DATA SECTION below:

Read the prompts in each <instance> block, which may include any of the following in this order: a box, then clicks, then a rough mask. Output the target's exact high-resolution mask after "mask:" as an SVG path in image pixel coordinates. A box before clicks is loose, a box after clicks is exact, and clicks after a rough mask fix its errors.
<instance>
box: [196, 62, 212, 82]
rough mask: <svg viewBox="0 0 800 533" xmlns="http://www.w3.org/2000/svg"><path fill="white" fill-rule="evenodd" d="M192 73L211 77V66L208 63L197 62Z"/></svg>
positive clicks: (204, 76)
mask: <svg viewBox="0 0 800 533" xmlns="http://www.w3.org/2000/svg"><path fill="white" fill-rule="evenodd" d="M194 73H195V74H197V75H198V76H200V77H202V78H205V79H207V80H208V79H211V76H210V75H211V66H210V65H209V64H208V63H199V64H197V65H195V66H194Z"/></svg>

End of DATA SECTION.

## YOUR ASSIGNMENT
Print out all the entries above exactly.

## SOLUTION TO THIS PROBLEM
Read the prompts in each <instance> block, which may include any of the following in this order: a box, then clicks, then a rough mask. Output the target's exact high-resolution mask after "mask:" as an SVG path in image pixel coordinates. A box before clicks is loose, a box after clicks is exact, and clicks after a rough mask fix its errors.
<instance>
box: [196, 62, 212, 82]
rough mask: <svg viewBox="0 0 800 533" xmlns="http://www.w3.org/2000/svg"><path fill="white" fill-rule="evenodd" d="M192 73L211 77V66L208 63L197 62Z"/></svg>
positive clicks: (204, 76)
mask: <svg viewBox="0 0 800 533" xmlns="http://www.w3.org/2000/svg"><path fill="white" fill-rule="evenodd" d="M194 73H195V74H197V75H198V76H200V77H202V78H205V79H207V80H208V79H211V76H210V75H211V66H210V65H209V64H208V63H199V64H197V65H195V66H194Z"/></svg>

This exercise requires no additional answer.